BEGIN TASK DATA
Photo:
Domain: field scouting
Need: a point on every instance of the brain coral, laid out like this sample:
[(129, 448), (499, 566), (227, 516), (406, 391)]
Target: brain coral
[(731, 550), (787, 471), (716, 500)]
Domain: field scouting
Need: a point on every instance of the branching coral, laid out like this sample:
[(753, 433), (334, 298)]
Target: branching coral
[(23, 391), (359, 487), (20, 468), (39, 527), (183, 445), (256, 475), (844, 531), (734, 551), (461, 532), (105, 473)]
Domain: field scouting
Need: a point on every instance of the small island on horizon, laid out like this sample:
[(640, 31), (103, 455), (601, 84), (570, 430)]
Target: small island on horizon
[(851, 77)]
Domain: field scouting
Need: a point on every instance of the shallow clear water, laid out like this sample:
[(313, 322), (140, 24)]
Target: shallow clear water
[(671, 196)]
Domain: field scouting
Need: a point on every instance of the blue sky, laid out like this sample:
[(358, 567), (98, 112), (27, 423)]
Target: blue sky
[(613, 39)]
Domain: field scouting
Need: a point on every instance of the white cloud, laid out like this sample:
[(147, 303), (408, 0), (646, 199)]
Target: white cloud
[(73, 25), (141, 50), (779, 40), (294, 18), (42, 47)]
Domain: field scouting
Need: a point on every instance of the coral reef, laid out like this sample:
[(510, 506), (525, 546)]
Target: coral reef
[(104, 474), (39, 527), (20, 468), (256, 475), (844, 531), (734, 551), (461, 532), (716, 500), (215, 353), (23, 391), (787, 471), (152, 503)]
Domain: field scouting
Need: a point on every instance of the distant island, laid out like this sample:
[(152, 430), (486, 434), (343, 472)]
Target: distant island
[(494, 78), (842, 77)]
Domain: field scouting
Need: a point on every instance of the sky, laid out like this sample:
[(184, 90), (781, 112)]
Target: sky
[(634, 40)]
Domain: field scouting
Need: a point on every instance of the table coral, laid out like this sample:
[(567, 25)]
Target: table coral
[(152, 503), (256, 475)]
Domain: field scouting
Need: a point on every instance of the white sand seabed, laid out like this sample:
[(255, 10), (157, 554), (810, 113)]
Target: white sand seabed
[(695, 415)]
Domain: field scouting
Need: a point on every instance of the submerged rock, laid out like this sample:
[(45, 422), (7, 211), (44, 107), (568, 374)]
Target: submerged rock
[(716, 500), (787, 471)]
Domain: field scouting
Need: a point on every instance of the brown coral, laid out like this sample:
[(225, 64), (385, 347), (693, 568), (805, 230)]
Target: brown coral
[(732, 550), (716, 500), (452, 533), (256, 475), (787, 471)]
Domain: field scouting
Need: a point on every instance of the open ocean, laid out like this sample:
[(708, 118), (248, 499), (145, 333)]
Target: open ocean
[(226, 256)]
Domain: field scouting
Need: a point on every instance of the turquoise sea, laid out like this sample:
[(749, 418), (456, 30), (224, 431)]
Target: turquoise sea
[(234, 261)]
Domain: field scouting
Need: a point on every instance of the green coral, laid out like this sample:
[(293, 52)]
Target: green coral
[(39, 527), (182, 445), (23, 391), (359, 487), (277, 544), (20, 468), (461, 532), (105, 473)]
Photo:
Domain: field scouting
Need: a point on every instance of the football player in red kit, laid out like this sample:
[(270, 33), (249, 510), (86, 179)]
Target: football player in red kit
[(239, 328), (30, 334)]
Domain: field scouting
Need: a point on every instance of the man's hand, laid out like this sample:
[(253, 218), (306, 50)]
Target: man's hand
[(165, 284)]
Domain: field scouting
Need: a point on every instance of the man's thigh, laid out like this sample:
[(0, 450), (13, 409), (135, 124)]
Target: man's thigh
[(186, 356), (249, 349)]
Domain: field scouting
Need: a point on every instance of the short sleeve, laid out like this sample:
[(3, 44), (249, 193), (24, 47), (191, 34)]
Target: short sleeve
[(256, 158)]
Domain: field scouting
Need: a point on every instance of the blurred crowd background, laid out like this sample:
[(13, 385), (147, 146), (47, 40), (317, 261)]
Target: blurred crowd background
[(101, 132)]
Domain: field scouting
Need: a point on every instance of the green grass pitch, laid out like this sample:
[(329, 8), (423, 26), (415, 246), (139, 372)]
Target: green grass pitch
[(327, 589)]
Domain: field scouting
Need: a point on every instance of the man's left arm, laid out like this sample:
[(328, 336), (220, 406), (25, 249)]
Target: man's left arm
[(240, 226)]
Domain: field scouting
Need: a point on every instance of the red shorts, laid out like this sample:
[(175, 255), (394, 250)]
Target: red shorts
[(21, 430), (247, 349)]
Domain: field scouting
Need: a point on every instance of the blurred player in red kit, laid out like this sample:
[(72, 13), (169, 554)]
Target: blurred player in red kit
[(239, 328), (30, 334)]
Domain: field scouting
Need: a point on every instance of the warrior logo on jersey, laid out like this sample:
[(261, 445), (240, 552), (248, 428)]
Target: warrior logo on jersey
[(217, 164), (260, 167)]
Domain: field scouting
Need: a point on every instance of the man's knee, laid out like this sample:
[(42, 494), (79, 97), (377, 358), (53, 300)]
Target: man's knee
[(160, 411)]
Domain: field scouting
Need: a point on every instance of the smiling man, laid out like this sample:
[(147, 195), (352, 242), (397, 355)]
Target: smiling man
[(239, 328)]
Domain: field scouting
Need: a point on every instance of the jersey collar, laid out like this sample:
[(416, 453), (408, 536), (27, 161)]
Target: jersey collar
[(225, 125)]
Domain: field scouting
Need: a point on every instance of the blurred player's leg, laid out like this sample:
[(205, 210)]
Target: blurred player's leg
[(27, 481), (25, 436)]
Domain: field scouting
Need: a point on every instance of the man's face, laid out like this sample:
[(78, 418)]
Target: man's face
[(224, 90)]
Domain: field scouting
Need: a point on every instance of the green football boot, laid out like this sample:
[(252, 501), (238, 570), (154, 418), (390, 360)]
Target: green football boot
END TASK DATA
[AIM]: Every entry should be output exactly as written, please.

[EXPECTED ANSWER]:
Photo:
Domain: field scouting
Need: a point on every instance of the brain coral, laid out like this sample:
[(129, 448), (499, 566), (227, 516), (406, 391)]
Target: brain coral
[(731, 550), (787, 471), (716, 500)]
Domain: field scouting
Need: a point on every instance of the branching coral, laid out like this sample:
[(753, 433), (334, 298)]
Target: branching coral
[(23, 391), (359, 487), (20, 468), (39, 527), (183, 445), (256, 475), (844, 531), (734, 551), (461, 532), (105, 473)]
Domain: field scouting
Need: a point on every instance of the small island on horizon, laid out like this sample:
[(640, 31), (103, 455), (601, 84), (570, 430)]
Target: small island on horizon
[(851, 77)]
Domain: field scouting
Need: a point on every instance of the shallow clear water, laid out like this sample:
[(313, 322), (140, 24)]
Target: shallow clear water
[(671, 196)]
Domain: field scouting
Need: a point on every instance of the blue sky, laid out like this sample:
[(358, 567), (98, 112), (27, 423)]
Target: blue sky
[(613, 39)]
Domain: field scouting
Need: a point on every instance of the white cloud, laid out like this sample:
[(147, 303), (408, 0), (646, 199)]
Target: white cloud
[(73, 25), (141, 50), (779, 40), (294, 18), (42, 47)]
Domain: field scouting
Need: a point on every instance of the coral reef, laid out like this sample:
[(510, 506), (525, 546)]
Target: coral reef
[(104, 474), (39, 527), (20, 468), (256, 475), (844, 531), (734, 551), (461, 532), (716, 500), (215, 353), (23, 391), (787, 471), (152, 503)]
Domain: field scouting
Need: a point on every instance of the distant island, laid out like this sample:
[(152, 430), (486, 434), (343, 472)]
Target: distant island
[(494, 78), (842, 77)]
Domain: field scouting
Need: a point on every instance of the sky, laid out like this sample:
[(184, 90), (781, 112)]
Target: sky
[(634, 40)]
Domain: field scouting
Need: a point on every instance of the table coral, laid out like this sample:
[(567, 25)]
Target: table coral
[(152, 503), (256, 475)]
Domain: field scouting
Need: a point on every instance of the white sand seabed, laid out like this sample:
[(255, 10), (157, 554), (810, 113)]
Target: white sand seabed
[(695, 415)]
Domain: field scouting
Need: a point on every instance of the submerged rock, laid out like this sample:
[(45, 422), (7, 211), (44, 107), (568, 374)]
Target: submerged rock
[(716, 500), (787, 471)]
Domain: field scouting
Need: a point on every instance of the brown coral, laid out like this sample:
[(225, 64), (385, 347), (693, 568), (805, 230)]
Target: brown coral
[(732, 550), (716, 500), (452, 533), (256, 475), (787, 471)]
Domain: field scouting
Need: a point on every instance of the open ocean, laid out like this sample:
[(708, 118), (248, 499), (145, 333)]
Target: open ocean
[(226, 256)]
Domain: field scouting
Need: a point on every instance of the turquoise sea, laid out like this sample:
[(749, 418), (456, 30), (224, 431)]
Target: turquoise sea
[(234, 261)]
Domain: field scouting
Need: a point on every instance of the green coral, laid out like this sample:
[(293, 52)]
Target: green coral
[(39, 527), (182, 445), (23, 391), (359, 487), (277, 544), (20, 468), (461, 532), (105, 473)]
Photo:
Domain: field scouting
Need: a point on every instance of the football player in red kit, laid out like this sample:
[(270, 33), (249, 510), (86, 179)]
Target: football player in red kit
[(239, 328), (30, 334)]
Domain: field scouting
Need: a point on every instance of the man's hand, laid out like this sample:
[(253, 218), (306, 50)]
Target: man's hand
[(165, 284)]
Domain: field scouting
Need: a point on every instance of the man's thigh, laid out like this sample:
[(0, 450), (13, 409), (135, 124)]
Target: man's thigh
[(186, 356), (249, 349)]
Domain: field scouting
Need: a point on every instance of the short sleeve, laid out like this sample:
[(3, 44), (249, 193), (24, 47), (191, 34)]
Target: short sleeve
[(256, 158)]
Domain: field scouting
Need: a point on every instance of the blurred crowd background, laid out like this sample:
[(13, 385), (147, 146), (47, 40), (317, 261)]
Target: blurred crowd background
[(101, 132)]
Domain: field scouting
Need: a point on every instance of the green grass pitch, laid out like this sample:
[(329, 8), (423, 26), (415, 246), (139, 372)]
Target: green grass pitch
[(327, 589)]
Domain: field scouting
Need: a point on every instance of the man's left arm, laid out like this sample:
[(328, 336), (220, 406), (25, 249)]
Target: man's left arm
[(240, 226)]
Domain: field scouting
Need: a point on every instance of the red shorts, laid out like this sample:
[(175, 255), (394, 250)]
Target: red shorts
[(21, 430), (247, 349)]
Domain: field scouting
Need: a point on every instance of the blurred player in red kit, laid out like this sample:
[(72, 13), (169, 554)]
Target: blurred player in red kit
[(239, 328), (30, 334)]
Domain: field scouting
Need: a point on every instance of the warrior logo on jersey, laid out like this sample:
[(261, 445), (240, 552), (248, 428)]
Target: warrior logo on jersey
[(217, 164), (260, 167)]
Domain: field scouting
Need: a point on every instance of the man's knee, laid out like this sample:
[(42, 494), (79, 97), (377, 358), (53, 300)]
Target: man's knee
[(160, 411)]
Domain: field scouting
Need: a point on every instance of the smiling man, laid out like this sample:
[(147, 195), (352, 242), (397, 355)]
Target: smiling man
[(239, 328)]
Domain: field scouting
Need: a point on every instance of the jersey collar, laid out like this sample:
[(416, 453), (408, 536), (27, 161)]
Target: jersey collar
[(225, 125)]
Domain: field scouting
Need: a point on every instance of the blurred player's leg, laid out like this sample:
[(205, 210)]
Target: blurred player's leg
[(27, 481), (25, 436)]
Domain: field scouting
Need: a point on every instance of the man's face, laid out like this sample:
[(78, 418)]
Target: man's face
[(224, 90)]
Domain: field scouting
Need: a point on every instance of the green football boot, laid out like this sample:
[(252, 501), (238, 570), (154, 418), (390, 360)]
Target: green football boot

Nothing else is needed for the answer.